> _Passage shown_
** Start **

What has no-kill accomplished?

From ANIMAL PEOPLE, September 2005:

ANAHEIM–Another way to describe the “no-kill movement” might
be “the democratization of animal sheltering.”
The no-kill concept had already won the battle for public
opinion decades before no-kill sheltering existed on any significant
scale. Dogcatchers were a familiar film villain even before animated
cartoons and “talking pictures” were invented.
Fritz Frelang and rival Walt Disney merely revitalized the
stereotype in Dog-Pounded (1954), starring Sylvester the Cat, and
Lady & The Tramp (1955). More than half a century later,
bird-catching feral cats are still at imminent risk of landing in a
pound full of ferocious dogs, licensing is still advanced from many
directions as essential to end shelter killing, the public still
does not like dogcatchers, and animal control officers still don’t
like their image.
Winning over animal shelter management is a battle still
underway–but increasingly irrelevant to tens of thousands of
volunteer rescuers, donors, and upstart shelter founders, who have
taken the work of saving animals into their own hands.
After decades of railing at “irresponsible” pet-keepers,
animal control agencies and humane societies are facing activists who
are claiming responsible roles, whether or not they can fulfill them.

While established organizations continue to clash over the
term “no-kill,” the most urgent challenge to the entire sheltering
community is making effective use of increasing public involvement.
The amateurs and newcomers have ideas and energy, and if recruited
into shelter work, expect to have a voice in how the shelters are
run.
Euthanasia decisions, always a flashpoint for conflict, are
more than ever contested–and the disputes are increasingly often
taken to the outside world.
On September 8, 2005, in Anaheim, California, as many as
650 animal shelter personnel will convene for the fourth annual
Conference on Homeless Animal Management & Policy, the 10th of the
series that started in Phoenix in 1995 as the No-Kill Conference,
with just 65 delegates.
The 1995 chief sponsors were the North Shore Animal League
and Best Friends Animal Society.
North Shore, founded in 1944, had participated in a
national conference for the first time only two years earlier, when
it sponsored the first Spay/USA conference in Bentley, Massachusetts.
Best Friends had never before been part of a humane conference.
Dinner speaker Richard Avanzino, then heading the San
Francisco SPCA, had never before spoken at a national conference.
The North Shore Animal League absorbed Doing Things for
Animals, the original No-Kill Conference organizing entity, and
renamed the event to attract conventional shelter personnel who seek
to learn techniques pioneered by the no-kill community.

** End **

[Data listing]
** Start **

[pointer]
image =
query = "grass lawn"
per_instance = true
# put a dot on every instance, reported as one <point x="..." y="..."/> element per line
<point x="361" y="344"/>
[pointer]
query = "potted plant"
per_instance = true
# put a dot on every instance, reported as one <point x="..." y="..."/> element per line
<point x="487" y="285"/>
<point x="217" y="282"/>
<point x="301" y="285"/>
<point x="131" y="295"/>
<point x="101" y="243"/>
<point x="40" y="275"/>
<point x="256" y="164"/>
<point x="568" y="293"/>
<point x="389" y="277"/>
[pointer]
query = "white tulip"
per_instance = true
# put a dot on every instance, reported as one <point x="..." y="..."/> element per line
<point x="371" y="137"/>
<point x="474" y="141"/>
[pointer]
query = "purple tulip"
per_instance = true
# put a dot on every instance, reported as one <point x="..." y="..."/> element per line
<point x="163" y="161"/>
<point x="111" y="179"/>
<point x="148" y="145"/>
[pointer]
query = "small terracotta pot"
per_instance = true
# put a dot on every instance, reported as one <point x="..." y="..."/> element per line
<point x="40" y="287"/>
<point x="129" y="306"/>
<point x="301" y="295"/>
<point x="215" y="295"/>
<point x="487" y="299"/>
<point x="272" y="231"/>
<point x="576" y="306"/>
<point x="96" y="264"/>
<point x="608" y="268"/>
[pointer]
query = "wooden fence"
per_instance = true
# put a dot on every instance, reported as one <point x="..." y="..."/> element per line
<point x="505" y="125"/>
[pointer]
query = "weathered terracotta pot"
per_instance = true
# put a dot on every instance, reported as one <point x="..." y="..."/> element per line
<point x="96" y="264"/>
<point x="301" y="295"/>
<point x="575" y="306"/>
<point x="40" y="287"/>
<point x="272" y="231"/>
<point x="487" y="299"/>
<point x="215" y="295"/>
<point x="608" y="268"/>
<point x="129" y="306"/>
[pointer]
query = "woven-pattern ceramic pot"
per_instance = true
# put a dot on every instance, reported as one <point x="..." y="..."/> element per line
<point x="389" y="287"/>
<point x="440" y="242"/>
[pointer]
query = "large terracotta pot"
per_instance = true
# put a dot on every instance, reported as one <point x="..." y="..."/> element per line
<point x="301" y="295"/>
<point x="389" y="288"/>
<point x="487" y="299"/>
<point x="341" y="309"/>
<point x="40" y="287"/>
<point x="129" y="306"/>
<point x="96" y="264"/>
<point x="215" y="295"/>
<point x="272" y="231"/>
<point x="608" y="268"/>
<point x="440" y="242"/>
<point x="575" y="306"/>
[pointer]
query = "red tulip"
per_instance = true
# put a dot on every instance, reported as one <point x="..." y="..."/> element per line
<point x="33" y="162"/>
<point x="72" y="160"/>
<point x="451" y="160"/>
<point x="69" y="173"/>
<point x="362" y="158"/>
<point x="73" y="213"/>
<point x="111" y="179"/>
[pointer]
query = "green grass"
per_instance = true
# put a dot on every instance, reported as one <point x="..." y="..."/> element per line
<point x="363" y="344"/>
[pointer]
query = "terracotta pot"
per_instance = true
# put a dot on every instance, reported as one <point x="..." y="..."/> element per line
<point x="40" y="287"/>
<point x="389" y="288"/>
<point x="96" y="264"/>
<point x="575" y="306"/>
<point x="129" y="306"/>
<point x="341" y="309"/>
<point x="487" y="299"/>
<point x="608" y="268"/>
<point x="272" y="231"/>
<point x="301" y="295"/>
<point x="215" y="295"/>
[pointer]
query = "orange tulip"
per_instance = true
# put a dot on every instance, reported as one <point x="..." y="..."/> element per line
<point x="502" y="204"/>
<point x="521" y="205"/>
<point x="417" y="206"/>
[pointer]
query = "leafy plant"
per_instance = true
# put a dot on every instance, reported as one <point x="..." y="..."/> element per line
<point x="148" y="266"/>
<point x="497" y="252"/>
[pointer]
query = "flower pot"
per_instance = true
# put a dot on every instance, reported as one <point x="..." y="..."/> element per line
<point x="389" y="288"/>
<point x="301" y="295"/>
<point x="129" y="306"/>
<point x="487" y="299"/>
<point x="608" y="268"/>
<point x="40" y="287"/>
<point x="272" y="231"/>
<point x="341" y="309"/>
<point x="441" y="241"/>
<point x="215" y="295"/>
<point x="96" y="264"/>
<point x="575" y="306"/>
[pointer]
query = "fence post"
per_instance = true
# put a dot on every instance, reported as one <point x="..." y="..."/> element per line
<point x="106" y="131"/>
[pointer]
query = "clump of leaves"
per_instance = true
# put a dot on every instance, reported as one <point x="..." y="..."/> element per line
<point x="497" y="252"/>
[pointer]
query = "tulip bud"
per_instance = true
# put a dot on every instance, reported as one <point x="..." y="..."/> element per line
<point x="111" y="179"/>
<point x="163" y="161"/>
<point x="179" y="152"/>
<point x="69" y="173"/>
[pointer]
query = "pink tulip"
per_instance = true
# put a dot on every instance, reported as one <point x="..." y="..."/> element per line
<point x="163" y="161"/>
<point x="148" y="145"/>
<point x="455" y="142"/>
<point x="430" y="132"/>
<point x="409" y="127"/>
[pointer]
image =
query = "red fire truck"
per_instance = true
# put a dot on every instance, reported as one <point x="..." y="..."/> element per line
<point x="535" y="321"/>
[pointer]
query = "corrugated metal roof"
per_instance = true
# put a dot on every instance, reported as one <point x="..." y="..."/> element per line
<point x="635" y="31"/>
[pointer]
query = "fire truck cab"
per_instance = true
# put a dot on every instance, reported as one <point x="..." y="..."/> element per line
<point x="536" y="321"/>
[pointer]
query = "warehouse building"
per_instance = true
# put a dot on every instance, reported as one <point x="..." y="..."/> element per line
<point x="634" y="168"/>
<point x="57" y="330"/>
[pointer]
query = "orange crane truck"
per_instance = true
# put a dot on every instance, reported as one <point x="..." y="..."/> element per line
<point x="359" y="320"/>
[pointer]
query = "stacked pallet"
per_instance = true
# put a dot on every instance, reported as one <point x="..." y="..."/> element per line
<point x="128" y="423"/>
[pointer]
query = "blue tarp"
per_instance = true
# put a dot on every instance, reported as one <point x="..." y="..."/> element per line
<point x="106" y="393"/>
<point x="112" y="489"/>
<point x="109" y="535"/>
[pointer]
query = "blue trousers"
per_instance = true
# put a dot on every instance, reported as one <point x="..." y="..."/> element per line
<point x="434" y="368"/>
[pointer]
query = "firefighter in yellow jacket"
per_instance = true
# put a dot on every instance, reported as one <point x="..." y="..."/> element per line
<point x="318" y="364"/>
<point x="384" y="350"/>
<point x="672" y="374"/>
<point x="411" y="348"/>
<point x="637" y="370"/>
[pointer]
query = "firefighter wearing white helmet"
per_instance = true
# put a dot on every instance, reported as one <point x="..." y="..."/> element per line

** End **

> _Set exercise A_
Please list every real person named in the no-kill article, leaving out cartoon characters.
> _Set exercise B_
Write the next part of the no-kill article, starting after its final sentence.

> _Output A_
Fritz Frelang, Walt Disney, Richard Avanzino

> _Output B_
Best Friends continued the entry-level orientation of the
early No Kill Conferences by founding the No More Homeless Pets
conference series. Held twice a year, each No More Homeless Pets
conference attracts from 300 to 400 participants.
The twenty-fold rise in attendance at the three annual No
Kill Conference spin-offs is easily mirrored by the growth in numbers
of no-kill shelters and rescue groups.
Best Friends itself has grown more than 600% in 10 years,
with more programs, personnel, and annual revenue than PETA.
PETA, the fastest-growing national animal advocacy group
during the preceding 15 years, has seen much slower growth, partly
because it is the last major national organization to overtly oppose
no-kill sheltering and neuter/return.

Coming of age

No-kill came of age in 1998, when PeopleSoft founders
David and Cheryl Duffield put Avanzino in charge of Maddie’s Fund,
endowed with more grant-giving clout than all other foundations
serving the humane community combined. Maddie’s Fund introduced an
ambitious attempt to encourage the entire U.S. to follow the San
Francisco model. To apply for funding, a commmunity must assemble
a coalition including all of the shelters serving it, of whatever
mission.
Avanzino in 2004 presided over drafting the Asilomar
Accords, a pact meant to help attract cooperation from conventional
shelters and animal control agencies by standardizing statistical
reporting methods.
Although the Maddie’s Fund mission statement explicitly
embraces “creation of a no-kill nation,” the Asilomar Accords do not
use the term “no-kill,” and were widely viewed as an agreement to
abandon potentially divisive language.
This appeared to be quite a turnabout for Avanzino, who in
1984 challenged the concept behind 90 years of humane efforts to
wrest animal control contracts away from laboratory suppliers by
returning the San Fran-cisco animal control job to the city.
Avanzino argued, in part, that the best way to keep homeless dogs
and cats out of laboratories was to stop breeding a surplus.
Avanzino made the SF/SPCA a no-kill agency, emphasized dog and cat
sterilization and adoption, and a decade later introduced the
Adoption Pact, through which the San Francisco SPCA guarantees a good
home or lifetime care to any healthy or recoverable dog or cat,
after the expiry of the requisite holding time at the city Department
of Animal Care & Control.
Taking effect on April 1, 1994, the Adoption Pact was
initially treated as a hoax by much of the sheltering
establishment–but the SF/DACC has killed fewer dogs and cats in all
of the past 10 years combined than are killed each and every year in
the shelters of many cities of comparable size, including Fresno,
just a few hours’ drive away.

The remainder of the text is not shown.